* [Consignes]
1 > D'après le texte sur l'Open Data de la justice, quel service la Cour de cassation a-t-elle mis en place ?
2 > Recopiez mot pour mot, dans le texte sur l'Open Data de la justice, le passage qui va de « Côté juridictions administratives, le » jusqu'à « mises en ligne. » inclus.

* [Texte extrait]
==*==

Méthodes et outils

L’API « secrète » du site « Open Data de la juridiction administrative »

Depuis la loi n° 2019-222 du 23 mars 2019 de programmation 2018-2022 et de réforme pour la justice et son décret d’application du 29 juin 2020, la justice française s’est engagée dans un processus d’ « Open Data » visant à la mise à disposition du public de l’ensemble des décisions des cours et tribunaux.

Côté juridictions judiciaires, la Cour de cassation a mis en place le service « Judilibre » qui intègre un moteur de recherche en ligne et une API (afin de permettre à des services tiers de se connecter à la base de données). Cette API est un outil formidable pour la mise en place d’applications web de valorisation des données produites par les juridictions judiciaires. Elle facilite grandement cette mise en œuvre, notamment pour des projets gratuits ou Open Source, en évitant le coût du téléchargement et du stockage de l’ensemble des décisions mise en ligne.

Côté juridictions administratives, le choix a été fait d’un simple téléchargement des décisions par lots et d’un moteur de recherche simplifié. L’article XI des conditions générales d’utilisation du site précise ainsi que « Le site Open Data de la juridiction administrative ne comporte pas d’API« . Ce choix est dommageable pour les développeurs qui souhaiteraient mettre en place des services à bas coût et laisse le champs libre aux plus gros acteurs (type doctrine, pappers…) disposant des ressources pour télécharger, stocker et traiter l’ensemble des décisions mises en ligne.

==*==

* [Données fournies]

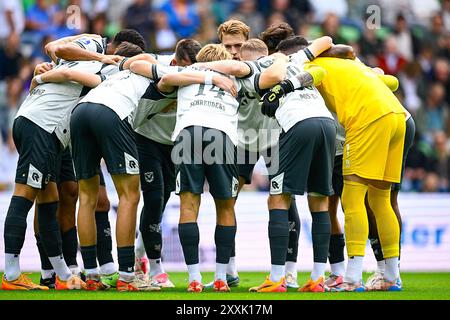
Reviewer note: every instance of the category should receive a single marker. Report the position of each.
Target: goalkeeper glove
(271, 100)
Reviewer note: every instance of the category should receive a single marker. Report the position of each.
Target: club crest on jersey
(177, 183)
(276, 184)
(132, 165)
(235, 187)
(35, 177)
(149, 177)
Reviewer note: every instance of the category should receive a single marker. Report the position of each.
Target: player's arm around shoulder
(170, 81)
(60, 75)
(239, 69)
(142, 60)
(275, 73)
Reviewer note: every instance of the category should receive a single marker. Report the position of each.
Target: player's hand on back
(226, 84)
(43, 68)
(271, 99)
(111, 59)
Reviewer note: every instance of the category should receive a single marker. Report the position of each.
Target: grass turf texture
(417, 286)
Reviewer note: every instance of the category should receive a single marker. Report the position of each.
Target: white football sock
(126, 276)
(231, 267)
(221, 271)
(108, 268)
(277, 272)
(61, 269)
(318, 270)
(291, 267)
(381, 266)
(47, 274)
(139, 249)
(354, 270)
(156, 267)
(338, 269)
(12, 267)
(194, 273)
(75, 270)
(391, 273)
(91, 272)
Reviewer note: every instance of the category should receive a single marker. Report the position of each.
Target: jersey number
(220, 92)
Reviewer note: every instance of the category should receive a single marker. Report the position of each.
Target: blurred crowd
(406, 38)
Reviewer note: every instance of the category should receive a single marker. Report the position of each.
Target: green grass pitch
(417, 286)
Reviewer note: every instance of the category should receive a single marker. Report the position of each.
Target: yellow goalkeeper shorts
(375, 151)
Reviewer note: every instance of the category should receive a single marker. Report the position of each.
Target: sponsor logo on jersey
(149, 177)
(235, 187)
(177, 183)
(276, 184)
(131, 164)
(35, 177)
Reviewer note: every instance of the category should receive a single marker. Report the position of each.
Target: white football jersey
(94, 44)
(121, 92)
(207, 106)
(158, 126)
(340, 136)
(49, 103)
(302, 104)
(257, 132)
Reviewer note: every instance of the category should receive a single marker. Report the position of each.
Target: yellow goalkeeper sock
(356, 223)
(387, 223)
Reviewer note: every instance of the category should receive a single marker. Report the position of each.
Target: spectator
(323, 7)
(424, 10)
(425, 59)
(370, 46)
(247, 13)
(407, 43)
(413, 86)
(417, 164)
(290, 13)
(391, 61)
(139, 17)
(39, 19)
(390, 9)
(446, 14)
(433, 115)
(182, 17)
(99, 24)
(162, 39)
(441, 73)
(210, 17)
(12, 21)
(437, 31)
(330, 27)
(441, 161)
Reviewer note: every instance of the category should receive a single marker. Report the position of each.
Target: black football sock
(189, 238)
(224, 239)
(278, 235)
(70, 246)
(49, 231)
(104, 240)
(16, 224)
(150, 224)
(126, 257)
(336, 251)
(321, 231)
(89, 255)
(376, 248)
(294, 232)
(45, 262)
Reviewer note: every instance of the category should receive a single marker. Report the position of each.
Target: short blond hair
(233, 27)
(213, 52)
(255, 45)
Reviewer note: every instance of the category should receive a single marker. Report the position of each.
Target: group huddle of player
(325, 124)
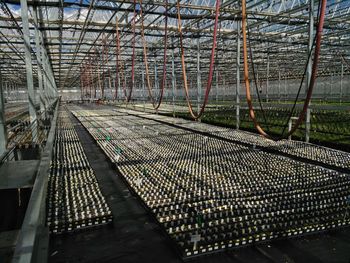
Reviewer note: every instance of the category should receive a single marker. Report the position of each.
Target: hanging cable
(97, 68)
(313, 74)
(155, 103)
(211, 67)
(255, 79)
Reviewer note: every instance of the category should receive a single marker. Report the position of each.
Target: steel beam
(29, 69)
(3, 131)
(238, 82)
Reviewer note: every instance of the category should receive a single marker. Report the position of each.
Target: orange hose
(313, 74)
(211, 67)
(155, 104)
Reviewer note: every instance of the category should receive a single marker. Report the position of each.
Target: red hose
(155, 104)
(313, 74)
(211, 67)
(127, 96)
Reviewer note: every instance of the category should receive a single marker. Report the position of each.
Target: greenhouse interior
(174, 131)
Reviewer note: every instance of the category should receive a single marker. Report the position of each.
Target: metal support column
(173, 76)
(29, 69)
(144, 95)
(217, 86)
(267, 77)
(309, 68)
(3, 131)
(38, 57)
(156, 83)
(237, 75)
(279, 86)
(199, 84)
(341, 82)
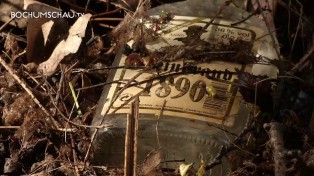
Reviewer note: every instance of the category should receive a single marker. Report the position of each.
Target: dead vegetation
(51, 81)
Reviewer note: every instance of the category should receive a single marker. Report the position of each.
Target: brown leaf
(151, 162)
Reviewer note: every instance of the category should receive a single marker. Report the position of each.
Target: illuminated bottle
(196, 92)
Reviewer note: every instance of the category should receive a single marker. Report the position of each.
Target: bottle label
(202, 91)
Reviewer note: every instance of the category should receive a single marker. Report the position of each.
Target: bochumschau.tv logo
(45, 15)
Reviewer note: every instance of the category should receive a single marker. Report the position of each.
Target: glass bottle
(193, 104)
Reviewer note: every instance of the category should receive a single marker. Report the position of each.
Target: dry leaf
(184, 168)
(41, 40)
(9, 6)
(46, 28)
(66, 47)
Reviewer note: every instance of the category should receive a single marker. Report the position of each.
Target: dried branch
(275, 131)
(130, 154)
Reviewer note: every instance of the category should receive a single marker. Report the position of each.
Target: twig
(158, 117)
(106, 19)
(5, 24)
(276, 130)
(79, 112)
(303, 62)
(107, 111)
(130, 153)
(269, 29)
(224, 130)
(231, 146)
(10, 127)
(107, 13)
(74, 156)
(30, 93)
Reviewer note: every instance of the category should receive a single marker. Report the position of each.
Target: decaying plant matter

==*==

* [Réponses fournies]
1 > La Cour de cassation a mis en place le service « Judilibre », qui intègre un moteur de recherche en ligne et une API.

2 >
Côté juridictions administratives, le choix a été fait d’un simple téléchargement des décisions par lots et d’un moteur de recherche simplifié. L’article XI des conditions générales d’utilisation du site précise ainsi que « Le site Open Data de la juridiction administrative ne comporte pas d’API« . Ce choix est dommageable pour les développeurs qui souhaiteraient mettre en place des services à bas coût et laisse le champs libre aux plus gros acteurs (type doctrine, pappers…) disposant des ressources pour télécharger, stocker et traiter l’ensemble des décisions mises en ligne.